• **ACTIVITY 1**:
In the blog post on the debt ceiling fight, who did Obama falsely assume was in control of the House Republicans?
• **ACTIVITY 2**:
Continue the blog post on the debt ceiling fight from its final paragraph onward.

• **PASSAGE FOR REVIEW**:

Monday, August 01, 2011

Who won the debt ceiling fight?

I can't figure out if Barack Obama is one of the slickest political operatives in the history of the White House or one of the worst poker players ever to inhabit that building. Let me explain why I am confused.

The evidence for Obama being an awful poker player is strong. He consistently negotiates from a position of weakness, moves toward the other side even before they ask him to, and voluntarily throws away an advantage in the interest of being 'bipartisan'. He has 'tells' that make it easy to figure out where is his real bottom line on any issue and how hard you have to push him before he throws in his cards. He doesn't seem to be able to 'read' the other side very well. It is clear that he had no idea how strong an influence the 'Tea Baggers' have on the Republican party because he wasted weeks negotiating with Boehner under the totally false assumption that Boehner, rather than the Tea Party freshmen, was in control of the House Republicans and had the power to negotiate a deal. As a result, he doesn't seem to be able to run a successful bluff or execute a strategy that forces a compromise.

Obama does not appear to know how to exercise power in a political environment. He has all the strengths and weaknesses of an academic. He is thoughtful, intelligent, knowledgeable, relatively objective, slow to take a position on complex issues, and open to listening to opposing ideas. Those are excellent personal characteristics - for a professor in an academic environment. They aren't quite so useful in a politician who must contend with fanatical ideologues who are willing to burn down the city to make a political point. I believe that because he is so reasonable, he does not understand people like the Tea Partyers. He would never go as far as they are willing to go to win a political fight.

• **DATA EXCERPTS**:
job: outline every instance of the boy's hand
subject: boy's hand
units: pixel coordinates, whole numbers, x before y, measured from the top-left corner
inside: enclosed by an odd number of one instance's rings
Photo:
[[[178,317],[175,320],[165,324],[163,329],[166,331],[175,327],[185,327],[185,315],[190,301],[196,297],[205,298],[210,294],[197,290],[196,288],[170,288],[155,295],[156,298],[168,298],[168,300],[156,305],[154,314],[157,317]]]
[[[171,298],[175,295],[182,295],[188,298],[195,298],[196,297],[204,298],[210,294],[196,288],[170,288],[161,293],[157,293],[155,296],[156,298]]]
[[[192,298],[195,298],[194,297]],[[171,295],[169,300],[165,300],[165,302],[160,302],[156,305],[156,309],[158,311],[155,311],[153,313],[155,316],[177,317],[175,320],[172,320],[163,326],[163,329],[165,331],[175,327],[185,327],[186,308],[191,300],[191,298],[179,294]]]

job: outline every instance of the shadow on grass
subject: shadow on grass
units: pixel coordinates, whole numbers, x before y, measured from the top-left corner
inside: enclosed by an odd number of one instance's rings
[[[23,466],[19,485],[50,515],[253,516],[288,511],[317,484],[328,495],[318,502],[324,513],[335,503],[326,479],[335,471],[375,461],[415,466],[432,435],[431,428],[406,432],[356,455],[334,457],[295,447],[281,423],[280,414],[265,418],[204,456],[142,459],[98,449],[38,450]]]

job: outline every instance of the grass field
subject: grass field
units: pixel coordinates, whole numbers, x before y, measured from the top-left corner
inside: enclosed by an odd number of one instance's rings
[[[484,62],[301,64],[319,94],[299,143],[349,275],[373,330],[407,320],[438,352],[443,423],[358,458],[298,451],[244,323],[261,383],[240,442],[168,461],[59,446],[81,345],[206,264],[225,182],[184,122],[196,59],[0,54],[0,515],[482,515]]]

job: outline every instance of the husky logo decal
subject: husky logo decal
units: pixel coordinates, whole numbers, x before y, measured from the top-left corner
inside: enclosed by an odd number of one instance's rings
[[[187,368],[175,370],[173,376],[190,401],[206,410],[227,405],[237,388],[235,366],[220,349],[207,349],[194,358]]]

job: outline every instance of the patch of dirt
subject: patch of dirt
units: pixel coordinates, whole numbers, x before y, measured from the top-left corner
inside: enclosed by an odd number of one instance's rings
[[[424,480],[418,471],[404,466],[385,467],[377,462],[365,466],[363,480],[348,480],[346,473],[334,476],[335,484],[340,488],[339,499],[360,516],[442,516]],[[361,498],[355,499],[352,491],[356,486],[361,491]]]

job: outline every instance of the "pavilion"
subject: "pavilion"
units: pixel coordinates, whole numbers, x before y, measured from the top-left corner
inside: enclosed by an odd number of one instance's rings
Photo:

• **REPLY 1**:
Boehner, rather than the Tea Party freshmen.

• **REPLY 2**:
On the other hand, I have been listening to many experienced political analysts who assert that he got as good a deal as was possible in the proposed debt ceiling legislation. After all, he has had the enormous handicap of attempting to negotiate a deal with people who are not willing to negotiate at all. Their strategy is to say 'my way or the highway'. It's like playing chicken with an idiot who is perfectly willing to crash into your car at 70 miles an hour in order to prove how 'manly' he is. When dealing with someone like that, you are always going to have to give in if you want to survive.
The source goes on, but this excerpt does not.